SUAS INSTRUÇÕES:
Segundo o texto sobre Pasadena, desde que ano acontece a Parada das Rosas?

TEXTO SELECIONADO:
'''

3 - Sem medo de errar
Às vezes, é preciso apenas fazer e aprender errando. Nós ainda erramos e seguimos aprendendo. Você não pode ter medo de fracassar.
4 - Organize seu tempo
Uma fazenda urbana toma muito do seu tempo. Então aprenda a ser eficiente e organizado.
5 - Encontre sua turma
Não faça sozinho. Encontre uma comunidade na sua região ou online para pedir ajuda, se lamentar e comemorar. Saiba que não está sozinho.
Pasadena, cidade modelo
Pasadena, a 20 km do centro de Los Angeles, é conhecida pela Parada das Rosas, um evento com carros alegóricos repletos de flores, que acontece todo inverno desde 1890. Na época, suas terras eram tomadas por frutas cítricas que inspiraram nomes de avenidas como Bosque das Laranjas, uma travessa da rua da Urban Homestead.
Hoje, a cidade repleta de casarões e ruas arborizadas oferece uma série de estímulos ecológicos aos seus 137 mil habitantes, algo de que a família Dervaes tira proveito. Eles dizem que sua conta de água é menos de US$ 1.000 por ano, abaixo da média de uma família americana.
A água das torneiras e da máquina de lavar são reaproveitadas no jardim da frente, num sistema instalado gratuitamente pela cidade. A prefeitura também dá árvores frutíferas aos residentes e compensação para quem substituir gramados por jardins de plantas nativas e tolerantes à seca.

'''

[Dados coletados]

'''

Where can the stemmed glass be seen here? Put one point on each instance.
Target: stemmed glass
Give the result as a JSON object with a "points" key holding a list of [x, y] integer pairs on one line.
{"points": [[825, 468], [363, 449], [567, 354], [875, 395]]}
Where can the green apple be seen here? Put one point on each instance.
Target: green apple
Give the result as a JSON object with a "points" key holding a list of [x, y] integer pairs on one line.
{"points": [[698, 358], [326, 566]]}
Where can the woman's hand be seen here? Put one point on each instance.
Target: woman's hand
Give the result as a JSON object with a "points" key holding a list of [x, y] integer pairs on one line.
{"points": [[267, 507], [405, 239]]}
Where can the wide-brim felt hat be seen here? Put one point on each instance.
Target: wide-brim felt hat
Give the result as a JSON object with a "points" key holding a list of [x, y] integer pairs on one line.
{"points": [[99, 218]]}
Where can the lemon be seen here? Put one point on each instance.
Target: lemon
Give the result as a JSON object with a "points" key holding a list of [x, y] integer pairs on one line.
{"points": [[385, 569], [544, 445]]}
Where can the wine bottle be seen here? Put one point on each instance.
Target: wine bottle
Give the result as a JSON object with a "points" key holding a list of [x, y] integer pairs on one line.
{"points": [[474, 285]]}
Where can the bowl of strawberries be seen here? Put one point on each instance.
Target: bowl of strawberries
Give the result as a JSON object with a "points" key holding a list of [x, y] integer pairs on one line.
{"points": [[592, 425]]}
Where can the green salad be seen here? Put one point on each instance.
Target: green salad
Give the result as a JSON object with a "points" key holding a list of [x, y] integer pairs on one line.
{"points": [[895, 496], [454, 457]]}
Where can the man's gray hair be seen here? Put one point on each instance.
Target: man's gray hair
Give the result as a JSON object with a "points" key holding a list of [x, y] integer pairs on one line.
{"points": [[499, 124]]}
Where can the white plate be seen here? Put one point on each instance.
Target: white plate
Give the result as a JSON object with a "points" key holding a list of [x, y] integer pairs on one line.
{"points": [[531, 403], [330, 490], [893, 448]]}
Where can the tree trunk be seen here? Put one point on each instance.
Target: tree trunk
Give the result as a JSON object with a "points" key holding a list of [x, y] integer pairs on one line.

'''

SOLUÇÃO DO PROBLEMA:
Desde 1890, todo inverno.